* Source document *
--- START ---

Challenges in Web Page Recommendations: The World Wide Web (WWW) has generated immense opportunities to extract and gain massive online information. This inspires researchers to learn the navigation behaviour of Web site visitors from Web usage data to reduce access latency, Web page recommendations using efficient Web prediction technique and to improve the quality of service of that site. The Web log records the users’ navigational behaviour. The preprocessing of the raw data is required before giving the data as input to prediction model. The preprocessing challenges include handling a huge amount of data, obtaining domain intelligence and session identification. Expensive training and low accuracy and are fundamental issues in prediction.

1.4.3 Image Recommendations

Billions of images are available on the Internet with the development of the World Wide Web. It is difficult for users to access and find image of their interest as the number of digital images has grown tremendously on the Web. Hence, additional processing is necessary to retrieve relevant images as per the user requirement. An image retrieval system provides an effective way to retrieve a set of images to meet the users’ demand.

There are two basic image retrieval techniques: (i) Content-Based Image Retrieval (CBIR) and (ii) Annotation-Based Image Retrieval (ABIR). In the CBIR technique, images are retrieved based on texture, colour and shape features or by extracting knowledge of image rather than the metadata associated with the image such as tags, keywords or descriptions. The semantic meaning of the user query and low-level visual features of images do not match in CBIR. In CBIR techniques, search results are refined continuously by using the relevant feedback of user. This method is impractical for a very large dataset as it requires intensive computation.

Vertical search engine is used to perform domain-specific search and provides actual content (product) rather than links. Content-based and text-based search approaches are extensively used for these types of search engines to retrieve images. The text-based image search is dependent on the occurrence of input query terms either in surrounding text or metadata of images. This approach is widely used as it requires lower computation cost and provides faster response. Whereas, it fails to retrieve the images that are relevant but do not have the term in the surrounding text. Visual features of query-image are compared with images present in database in the content-based image search. It captures images that are relevant irrespective of the query-term as it performs content-based matching. This method requires higher time complexity and has a slower response time.

Sometimes, search engines fail to retrieve information as per the user wish because of various reasons: (i) improper input query (ii) lack of users’ understanding about the input search query (iii) wrongly tagged images present in database. Hence, users are unable to obtain the desired output. This gap between users’ search intention and understanding of the objects is called as semantic gap and is common in most of the image search engines.

Challenges in Image Recommendations: Web image search engines like Google and Yahoo! retrieve images with text-based queries. These text queries are matched with textual information such as comments, tags, surrounding text, URLs and titles along with Web images. Currently, only 10% of Web images have a meaningful description (annotation). Although the search engine retrieves images efficiently, they are able to maintain around only 42% precision and 12% recall [12]. Searches do not find relevant results on Google search for 52% of 20,000 queries [13]. This is an account of two main reasons: (i) generally, queries are short and ambiguous, e.g. the query DM has two different meaning Data Mining and Data Mart, and (ii) users may have different perspective for the same query, e.g. for query apple, users with apple product have different meaning than users who like apple fruit. Therefore, it is necessary to improve image recommendations results in order to satisfy users’ needs and usability of the search engine.

--- END ---

* Task to carry out *
Answer these about the recommendations text:
1. Which preprocessing challenges does it list for Web page recommendations?
2. What are the two basic image retrieval techniques it names?
3. What share of Web images currently have a meaningful description?
The listing placed after this point is separate material with no connection to the recommendations text.

* Data extract *
--- START ---

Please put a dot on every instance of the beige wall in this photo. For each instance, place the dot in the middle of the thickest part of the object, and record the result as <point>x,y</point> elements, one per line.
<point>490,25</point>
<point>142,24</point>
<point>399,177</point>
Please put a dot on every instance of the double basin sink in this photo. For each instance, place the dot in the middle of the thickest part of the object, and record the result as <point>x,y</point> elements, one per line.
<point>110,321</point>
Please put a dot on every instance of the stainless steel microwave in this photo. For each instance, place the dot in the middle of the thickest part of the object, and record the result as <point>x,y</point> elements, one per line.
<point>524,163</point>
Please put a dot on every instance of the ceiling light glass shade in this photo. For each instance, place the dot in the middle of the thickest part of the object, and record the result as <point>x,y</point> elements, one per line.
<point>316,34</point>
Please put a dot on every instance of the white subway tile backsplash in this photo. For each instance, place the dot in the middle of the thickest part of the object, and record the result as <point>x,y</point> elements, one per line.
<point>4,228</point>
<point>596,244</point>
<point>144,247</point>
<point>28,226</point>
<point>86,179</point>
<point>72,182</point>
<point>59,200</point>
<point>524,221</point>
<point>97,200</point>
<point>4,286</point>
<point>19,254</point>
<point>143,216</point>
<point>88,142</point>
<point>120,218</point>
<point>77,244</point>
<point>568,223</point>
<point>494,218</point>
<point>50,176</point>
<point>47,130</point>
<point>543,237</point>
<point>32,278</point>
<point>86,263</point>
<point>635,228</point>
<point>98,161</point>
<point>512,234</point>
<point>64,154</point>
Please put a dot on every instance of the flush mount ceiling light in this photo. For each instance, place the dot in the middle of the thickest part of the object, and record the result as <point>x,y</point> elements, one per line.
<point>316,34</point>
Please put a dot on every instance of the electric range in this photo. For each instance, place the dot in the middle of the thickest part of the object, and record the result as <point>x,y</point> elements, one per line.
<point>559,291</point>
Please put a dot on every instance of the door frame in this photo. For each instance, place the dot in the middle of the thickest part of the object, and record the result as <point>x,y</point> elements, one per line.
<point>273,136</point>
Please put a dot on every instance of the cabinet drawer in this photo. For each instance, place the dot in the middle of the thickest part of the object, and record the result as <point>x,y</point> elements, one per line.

--- END ---

* Result *
1. Handling a huge amount of data, obtaining domain intelligence, and session identification.
2. Content-Based Image Retrieval (CBIR) and Annotation-Based Image Retrieval (ABIR).
3. Only 10%.